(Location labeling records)
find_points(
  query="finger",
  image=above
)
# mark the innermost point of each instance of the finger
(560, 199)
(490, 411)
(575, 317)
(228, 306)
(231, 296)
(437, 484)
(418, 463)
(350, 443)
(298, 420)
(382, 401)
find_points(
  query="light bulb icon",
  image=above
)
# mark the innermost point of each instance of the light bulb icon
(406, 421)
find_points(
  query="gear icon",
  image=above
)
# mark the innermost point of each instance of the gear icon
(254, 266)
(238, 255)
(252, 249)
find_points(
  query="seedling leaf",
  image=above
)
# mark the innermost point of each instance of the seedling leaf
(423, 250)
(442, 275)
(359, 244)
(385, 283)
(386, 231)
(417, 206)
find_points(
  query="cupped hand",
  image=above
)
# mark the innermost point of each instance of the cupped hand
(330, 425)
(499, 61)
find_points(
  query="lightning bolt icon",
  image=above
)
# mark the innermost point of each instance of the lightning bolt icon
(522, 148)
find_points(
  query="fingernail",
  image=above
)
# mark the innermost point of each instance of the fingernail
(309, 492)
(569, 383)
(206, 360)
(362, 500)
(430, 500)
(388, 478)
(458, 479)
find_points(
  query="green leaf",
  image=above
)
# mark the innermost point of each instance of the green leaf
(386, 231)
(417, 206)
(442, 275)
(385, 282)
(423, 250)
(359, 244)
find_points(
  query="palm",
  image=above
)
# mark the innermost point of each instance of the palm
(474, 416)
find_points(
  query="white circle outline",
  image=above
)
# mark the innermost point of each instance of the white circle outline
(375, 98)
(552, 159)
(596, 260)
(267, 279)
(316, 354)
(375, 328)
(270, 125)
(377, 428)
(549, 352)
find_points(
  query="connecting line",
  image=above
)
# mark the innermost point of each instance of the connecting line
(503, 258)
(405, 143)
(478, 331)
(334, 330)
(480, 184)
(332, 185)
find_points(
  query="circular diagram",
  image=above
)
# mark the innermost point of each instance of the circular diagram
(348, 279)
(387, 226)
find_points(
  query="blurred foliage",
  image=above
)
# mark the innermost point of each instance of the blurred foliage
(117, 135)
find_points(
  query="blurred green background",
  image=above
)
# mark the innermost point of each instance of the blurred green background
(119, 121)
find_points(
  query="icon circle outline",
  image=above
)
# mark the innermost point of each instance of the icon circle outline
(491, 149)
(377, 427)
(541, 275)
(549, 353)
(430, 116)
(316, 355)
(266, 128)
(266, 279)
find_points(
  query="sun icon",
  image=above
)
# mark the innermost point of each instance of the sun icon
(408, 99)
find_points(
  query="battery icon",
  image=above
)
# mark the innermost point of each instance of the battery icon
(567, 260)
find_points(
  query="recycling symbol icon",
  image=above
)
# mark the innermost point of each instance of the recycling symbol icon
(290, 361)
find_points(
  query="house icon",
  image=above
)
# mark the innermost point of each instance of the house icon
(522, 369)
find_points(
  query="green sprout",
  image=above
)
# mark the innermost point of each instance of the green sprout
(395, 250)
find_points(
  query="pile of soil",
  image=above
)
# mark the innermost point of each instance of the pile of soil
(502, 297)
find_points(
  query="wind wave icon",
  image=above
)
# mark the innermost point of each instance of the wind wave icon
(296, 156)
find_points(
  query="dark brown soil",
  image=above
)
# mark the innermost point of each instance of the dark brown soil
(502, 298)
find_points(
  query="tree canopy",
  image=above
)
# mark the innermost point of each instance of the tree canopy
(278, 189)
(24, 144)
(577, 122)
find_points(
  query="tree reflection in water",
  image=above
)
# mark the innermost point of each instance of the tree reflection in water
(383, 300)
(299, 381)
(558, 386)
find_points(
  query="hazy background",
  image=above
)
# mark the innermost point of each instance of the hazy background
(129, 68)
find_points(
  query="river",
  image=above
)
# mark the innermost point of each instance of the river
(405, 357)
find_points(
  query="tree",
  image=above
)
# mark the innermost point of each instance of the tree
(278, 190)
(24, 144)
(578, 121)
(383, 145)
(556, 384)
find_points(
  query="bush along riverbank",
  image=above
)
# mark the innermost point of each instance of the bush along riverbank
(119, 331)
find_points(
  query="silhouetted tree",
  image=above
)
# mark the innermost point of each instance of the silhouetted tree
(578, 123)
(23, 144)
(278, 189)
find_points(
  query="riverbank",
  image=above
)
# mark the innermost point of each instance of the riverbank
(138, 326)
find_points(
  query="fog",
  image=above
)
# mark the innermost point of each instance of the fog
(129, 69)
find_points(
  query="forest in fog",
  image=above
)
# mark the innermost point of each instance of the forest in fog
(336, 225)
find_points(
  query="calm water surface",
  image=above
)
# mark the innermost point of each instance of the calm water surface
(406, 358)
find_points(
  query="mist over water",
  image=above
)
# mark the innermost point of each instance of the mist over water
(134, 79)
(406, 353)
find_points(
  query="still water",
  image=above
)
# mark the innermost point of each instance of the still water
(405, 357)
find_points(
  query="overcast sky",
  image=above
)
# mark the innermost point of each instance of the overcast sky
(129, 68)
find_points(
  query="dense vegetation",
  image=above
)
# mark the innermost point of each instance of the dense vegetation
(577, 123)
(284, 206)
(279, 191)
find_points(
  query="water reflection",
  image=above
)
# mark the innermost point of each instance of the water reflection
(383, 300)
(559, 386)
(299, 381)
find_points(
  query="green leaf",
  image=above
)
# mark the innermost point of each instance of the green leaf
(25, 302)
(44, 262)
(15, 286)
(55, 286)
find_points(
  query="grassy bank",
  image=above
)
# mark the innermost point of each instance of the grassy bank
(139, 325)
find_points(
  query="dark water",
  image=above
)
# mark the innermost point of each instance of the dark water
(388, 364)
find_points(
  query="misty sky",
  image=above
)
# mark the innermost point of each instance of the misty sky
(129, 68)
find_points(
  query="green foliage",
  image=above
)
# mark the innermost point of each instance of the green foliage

§ **AIM**
Give the listing above again, word for word.

§ **RESPONSE TO THE TASK**
find_points(
  query="finger",
  image=above
)
# mark the innermost point of each instance of the finger
(560, 199)
(490, 411)
(575, 317)
(228, 306)
(231, 296)
(437, 484)
(418, 463)
(350, 443)
(298, 420)
(382, 401)
find_points(
  query="light bulb icon",
  image=above
)
# mark the innermost point of each instance of the light bulb icon
(406, 421)
find_points(
  query="gear icon",
  image=above
)
# mark the innermost point of each instance of the gear icon
(254, 266)
(238, 255)
(252, 249)
find_points(
  query="seedling leaf",
  image=above
)
# mark the innermost point of each instance of the seedling leaf
(423, 250)
(442, 275)
(359, 244)
(385, 283)
(386, 231)
(417, 206)
find_points(
  query="cupped hand",
  image=above
)
# mark the innermost point of each instance of the cupped hand
(330, 425)
(499, 61)
find_points(
  query="lightning bolt icon",
  image=above
)
# mark the innermost point of each instance of the lightning bolt icon
(522, 148)
find_points(
  query="fingernail",
  image=above
)
# mark the innermost point of each instance of the fingernail
(309, 492)
(569, 383)
(206, 360)
(362, 500)
(430, 500)
(388, 478)
(458, 479)
find_points(
  query="green leaf",
  image=above
)
# mark the innermost point of each instance of the green leaf
(386, 231)
(417, 206)
(442, 275)
(385, 282)
(423, 250)
(359, 244)
find_points(
  query="palm",
  image=above
)
# mark the innermost point of each instance of the palm
(474, 416)
find_points(
  query="white circle outline",
  image=above
)
# mark the innermost point of each instance of the white circle outline
(375, 98)
(552, 159)
(596, 260)
(267, 279)
(316, 354)
(375, 328)
(270, 125)
(377, 428)
(549, 352)
find_points(
  query="connecting line",
  image=above
)
# mark the innermost point of each instance of the connecting line
(503, 258)
(405, 143)
(478, 331)
(334, 330)
(480, 184)
(332, 185)
find_points(
  query="circular diagram",
  image=above
)
# mark the innermost point of each instance of the circular diagram
(348, 279)
(387, 226)
find_points(
  query="blurred foliage",
  image=above
)
# mark the innermost point of each instance of the blurred foliage
(117, 135)
find_points(
  query="blurred green background",
  image=above
)
# mark the innermost point of each instance of the blurred green background
(119, 121)
find_points(
  query="icon circle outline",
  image=above
)
# mark the innermost point of each instance of the icon circle outline
(491, 149)
(377, 427)
(541, 275)
(549, 353)
(430, 116)
(316, 355)
(266, 128)
(266, 279)
find_points(
  query="sun icon",
  image=above
)
# mark the innermost point of each instance of the sun icon
(408, 99)
find_points(
  query="battery icon",
  image=above
)
# mark the innermost point of each instance of the battery icon
(567, 260)
find_points(
  query="recycling symbol icon",
  image=above
)
# mark the innermost point of each instance of the recycling symbol icon
(290, 361)
find_points(
  query="house icon",
  image=above
)
# mark the innermost point of each instance of the house icon
(522, 369)
find_points(
  query="green sprout",
  image=above
)
# mark the innermost point of each instance of the green sprout
(395, 250)
find_points(
  query="pile of soil",
  image=above
)
# mark the innermost point of each instance of the pile of soil
(502, 297)
find_points(
  query="wind wave icon",
  image=above
)
# mark the innermost point of each instance of the wind wave icon
(296, 156)
find_points(
  query="dark brown soil",
  image=above
)
# mark the innermost point of each instance of the dark brown soil
(502, 298)
find_points(
  query="tree canopy",
  image=above
)
# mark the innermost point of each instance of the tree canopy
(278, 189)
(24, 144)
(577, 122)
find_points(
  query="tree reflection in water",
  image=above
)
# mark the innermost point of each instance of the tree reflection in water
(383, 300)
(299, 381)
(558, 386)
find_points(
  query="hazy background",
  image=above
)
# mark the innermost point of each instance of the hazy background
(129, 68)
find_points(
  query="river",
  image=above
)
# mark the innermost point of each instance of the river
(405, 357)
find_points(
  query="tree",
  image=above
)
# mark the innermost point of each instance of the tree
(278, 190)
(24, 144)
(578, 121)
(383, 145)
(556, 384)
find_points(
  query="bush along riverbank",
  image=above
)
# mark the innermost point of each instance of the bush along riverbank
(119, 331)
find_points(
  query="silhouetted tree",
  image=above
)
# mark the innermost point of each instance of the silhouetted tree
(578, 123)
(23, 144)
(278, 189)
find_points(
  query="riverbank",
  image=above
)
# mark the innermost point of each instance of the riverbank
(138, 326)
find_points(
  query="fog",
  image=above
)
# mark the innermost point of each instance of the fog
(129, 69)
find_points(
  query="forest in fog",
  image=above
)
# mark the innermost point of each instance of the forest in fog
(336, 225)
find_points(
  query="calm water surface",
  image=above
)
# mark the innermost point of each instance of the calm water surface
(406, 358)
find_points(
  query="mist over water",
  image=above
)
# mark the innermost point of each instance of the mist over water
(134, 79)
(406, 353)
find_points(
  query="still water",
  image=above
)
# mark the innermost point of each instance of the still water
(405, 357)
find_points(
  query="overcast sky",
  image=above
)
# mark the innermost point of each instance of the overcast sky
(129, 68)
find_points(
  query="dense vegetation",
  image=above
)
# mark the innermost point of each instance of the dense vegetation
(577, 123)
(284, 206)
(279, 191)
find_points(
  query="water reflection",
  image=above
)
# mark the innermost point of each instance of the water reflection
(383, 300)
(559, 386)
(299, 381)
find_points(
  query="green leaf",
  image=above
)
# mark the innermost point of each instance of the green leaf
(25, 302)
(44, 262)
(15, 286)
(55, 286)
find_points(
  query="grassy bank",
  image=above
)
# mark the innermost point of each instance of the grassy bank
(139, 325)
find_points(
  query="dark water",
  image=above
)
# mark the innermost point of each instance of the dark water
(388, 364)
find_points(
  query="misty sky",
  image=above
)
# mark the innermost point of each instance of the misty sky
(129, 68)
find_points(
  query="green foliage",
  image=above
)
# mark the innermost point of each instance of the green foliage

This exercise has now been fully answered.